__SHORT TASK A__
List every character class named in the passage on paladin damage.

__TEXT PASSAGE__
Going through several of my martial characters in Part 1, one trend is starting to stand out to me. In a very low magic game, the average of 9 damage from a 1st level divine smite may really stand out. A third level divine smite is an average of 18 extra damage, fun but not exactly efficient for a 3rd level spell slot. In games with more magic, this damage stands out even less. Meanwhile, sustained damage turn over turn climbs with extra attacks from the Nick property and Dual Wielder feat or new Great Weapon Master not penalizing accuracy. One thing to note is that Improved Divine Smite plus new access to the two weapon fighting style makes Paladins a potential sustained damage master if they dual wield.
Paladins, who may be the most traditional sword and board class, may feel a lot of damage FOMO if they stay in their traditional tanky role. As we’ll see when I talk about clerics and druids next and certain bards in Part 4, the damage output for support classes dropped significantly without certain narrow modifications. However, the tanky paladin can still frustrate the DM by being hard to kill and making everyone else harder to kill.

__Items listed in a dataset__
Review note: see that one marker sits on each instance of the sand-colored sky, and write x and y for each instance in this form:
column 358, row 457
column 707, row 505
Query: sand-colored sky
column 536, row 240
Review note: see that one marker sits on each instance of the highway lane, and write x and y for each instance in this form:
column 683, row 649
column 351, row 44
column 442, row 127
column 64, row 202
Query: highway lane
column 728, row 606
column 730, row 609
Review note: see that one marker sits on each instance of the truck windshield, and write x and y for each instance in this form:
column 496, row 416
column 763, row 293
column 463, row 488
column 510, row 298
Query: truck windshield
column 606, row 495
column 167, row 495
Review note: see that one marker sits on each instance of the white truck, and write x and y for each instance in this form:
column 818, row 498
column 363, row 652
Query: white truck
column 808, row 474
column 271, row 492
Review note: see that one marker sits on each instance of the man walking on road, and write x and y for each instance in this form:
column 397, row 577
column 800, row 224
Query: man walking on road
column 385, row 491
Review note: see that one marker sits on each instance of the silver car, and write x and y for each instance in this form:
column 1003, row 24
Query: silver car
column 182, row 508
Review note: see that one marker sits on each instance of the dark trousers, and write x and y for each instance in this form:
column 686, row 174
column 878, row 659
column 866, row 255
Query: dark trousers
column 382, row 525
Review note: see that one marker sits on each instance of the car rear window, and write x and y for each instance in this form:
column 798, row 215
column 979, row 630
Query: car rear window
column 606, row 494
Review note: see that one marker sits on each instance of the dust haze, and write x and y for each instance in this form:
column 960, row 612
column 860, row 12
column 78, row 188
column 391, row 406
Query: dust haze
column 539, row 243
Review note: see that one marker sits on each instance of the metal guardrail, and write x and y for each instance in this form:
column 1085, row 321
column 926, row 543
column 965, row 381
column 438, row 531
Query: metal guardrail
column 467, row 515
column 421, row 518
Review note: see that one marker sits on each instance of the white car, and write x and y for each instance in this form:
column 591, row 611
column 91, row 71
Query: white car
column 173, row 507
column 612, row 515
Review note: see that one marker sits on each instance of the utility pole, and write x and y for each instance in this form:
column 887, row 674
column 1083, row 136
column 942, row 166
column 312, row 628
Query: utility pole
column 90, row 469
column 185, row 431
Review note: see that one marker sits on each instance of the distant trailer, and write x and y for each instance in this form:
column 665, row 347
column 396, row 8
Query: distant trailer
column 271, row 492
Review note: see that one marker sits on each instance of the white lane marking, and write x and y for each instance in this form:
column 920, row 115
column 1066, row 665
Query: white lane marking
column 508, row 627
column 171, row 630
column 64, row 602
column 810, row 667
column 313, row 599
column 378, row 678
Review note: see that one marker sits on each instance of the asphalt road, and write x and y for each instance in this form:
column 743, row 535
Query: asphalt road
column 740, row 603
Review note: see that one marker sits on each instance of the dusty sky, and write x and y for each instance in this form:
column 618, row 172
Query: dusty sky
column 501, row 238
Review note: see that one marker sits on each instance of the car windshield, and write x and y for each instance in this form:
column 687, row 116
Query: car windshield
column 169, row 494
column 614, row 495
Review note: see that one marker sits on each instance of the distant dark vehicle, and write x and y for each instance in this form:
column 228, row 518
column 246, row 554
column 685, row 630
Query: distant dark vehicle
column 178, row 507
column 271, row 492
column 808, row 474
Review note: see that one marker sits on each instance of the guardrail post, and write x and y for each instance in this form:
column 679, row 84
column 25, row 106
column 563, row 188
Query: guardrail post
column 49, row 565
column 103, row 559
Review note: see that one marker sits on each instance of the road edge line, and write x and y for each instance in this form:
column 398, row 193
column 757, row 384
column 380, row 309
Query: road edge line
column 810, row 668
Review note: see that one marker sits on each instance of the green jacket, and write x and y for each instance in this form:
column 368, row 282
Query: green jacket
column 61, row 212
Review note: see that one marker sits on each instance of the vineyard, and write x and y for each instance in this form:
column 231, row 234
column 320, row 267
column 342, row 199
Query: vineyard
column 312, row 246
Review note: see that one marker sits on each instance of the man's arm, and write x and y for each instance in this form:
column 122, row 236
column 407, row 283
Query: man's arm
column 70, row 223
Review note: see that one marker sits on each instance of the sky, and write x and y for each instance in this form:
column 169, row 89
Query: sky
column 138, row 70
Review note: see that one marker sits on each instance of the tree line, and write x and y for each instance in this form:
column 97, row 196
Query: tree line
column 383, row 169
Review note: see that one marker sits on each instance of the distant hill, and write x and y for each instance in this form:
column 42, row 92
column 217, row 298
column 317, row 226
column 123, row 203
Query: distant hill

__SHORT TASK B__
In the listing, change "marker" to "point" in everything from the line containing "distant trailer, and" down to the line containing "column 378, row 678", and give those lines again with nothing else altered.

__CORRECT OUTPUT A__
Paladins, clerics, druids, bards

__CORRECT OUTPUT B__
Review note: see that one point sits on each instance of the distant trailer, and write x and y for each instance in this form:
column 665, row 347
column 396, row 8
Query: distant trailer
column 271, row 492
Review note: see that one point sits on each instance of the white lane marking, and write x and y for each instance in this form:
column 920, row 115
column 1066, row 665
Query: white lane marking
column 508, row 627
column 171, row 630
column 64, row 602
column 810, row 667
column 313, row 599
column 378, row 678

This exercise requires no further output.